#### [Required work]
a) Summarize the XPS 15z review in two sentences.
b) Write the next part of the XPS 15z review, picking up after its last sentence.
══ Given text ══
Dell's XPS 15z Ultra Slim Notebook Review

Software and User Experience

The XPS 15z, for the most part, ships without too much bloatware. That's saying a lot for a mainstream, pre-fabricated machine, particularly a Dell. We have openly pleaded for companies to ditch bloatware, and it seems that even Dell knew that the classy nature of this machine would be marred with too much excess (and largely unwanted) software.

The Dell Stage UI is available for desktop access to multimedia and such, but it's easy to disable if you aren't into it. We prefer it off, but it's actually not too distracting. Our review unit also shipped with Office 2010, Roxio Creator 2011, Windows DVD Maker, Windows Live Movie Maker, Windows Media Center, Dell Webcam, McAfee anti-virus, and Adobe Reader. A 64-bit copy of Windows 7 Home Premium is included as well. The only real annoying parts were the My Identity Protection and eBay shortcuts on the desktop, but those were easy enough to remove.

The overall user experience with the machine is excellent though. It's hard to describe how huge of a leap this is for mainstream 15.6" notebooks. It's sexy, enjoyable to use, and fast. Our $1599 test unit was equipped with a Core i7 (2nd-gen) CPU, 8GB of RAM, NVIDIA Optimus + GT525M graphics and a massive 750GB (7200RPM) hard drive. That combo, along with a lovely 1080p panel, was enough to keep us happy even under demanding circumstances.

Windows 7 seemed pleased as punch to have that many resources at its disposal, with bootup times hovering around 35 seconds, wake-from-sleep times in the sub-3 second range, and quick application launch times. Overall, we felt as if we were never waiting for our system to "catch up" with us, which is a rare find at any price in the PC notebook market.
═══
══ Data shown ══
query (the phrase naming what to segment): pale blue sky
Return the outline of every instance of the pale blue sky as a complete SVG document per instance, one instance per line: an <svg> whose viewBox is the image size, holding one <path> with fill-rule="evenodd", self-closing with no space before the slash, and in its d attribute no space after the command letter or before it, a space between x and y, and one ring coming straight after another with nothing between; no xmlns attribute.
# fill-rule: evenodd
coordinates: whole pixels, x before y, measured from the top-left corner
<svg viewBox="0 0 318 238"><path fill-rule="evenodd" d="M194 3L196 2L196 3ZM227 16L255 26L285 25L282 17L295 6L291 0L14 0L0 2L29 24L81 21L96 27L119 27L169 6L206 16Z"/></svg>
═══
#### [Answers below]
a) The XPS 15z ships with little bloatware: its software includes the Dell Stage UI, which is easy to disable, plus Office 2010 and several other programs, and the only real annoyances were the My Identity Protection and eBay desktop shortcuts, which were easy to remove. The reviewers found the user experience excellent, since the $1599 test unit with a 2nd-gen Core i7, 8GB of RAM, NVIDIA GT525M graphics, a 750GB drive and a 1080p panel booted in about 35 seconds, woke from sleep in under 3 seconds and never left them waiting for the system to catch up.

b)
The typing and trackpad experience was truly second-to-none in. The curved keys were a delight to type on, and the massive multi-touch trackpad nearly matches Apple's MacBook Pro pad in terms of accuracy and texture. The backlit keys are a huge boon as well. We really wish there were a couple of extra USB 3.0 ports on here, and perhaps a VGA output, but otherwise the port selection is satisfactory.

In all-around use, you will be hard-pressed to find a more capable machine in the 15.6" sector, let alone one that looks this good. It's simply a joy to use, and it impressed us on numerous occasions with its speed. Even doing mundane tasks like toggling between a tab-packed Firefox browser and a host of Word documents was no issue, and the haste at which that was completed left us pleased. It probably helps that all that nimbleness is tucked into such a beautiful package, but hey -- it's the full monty that counts!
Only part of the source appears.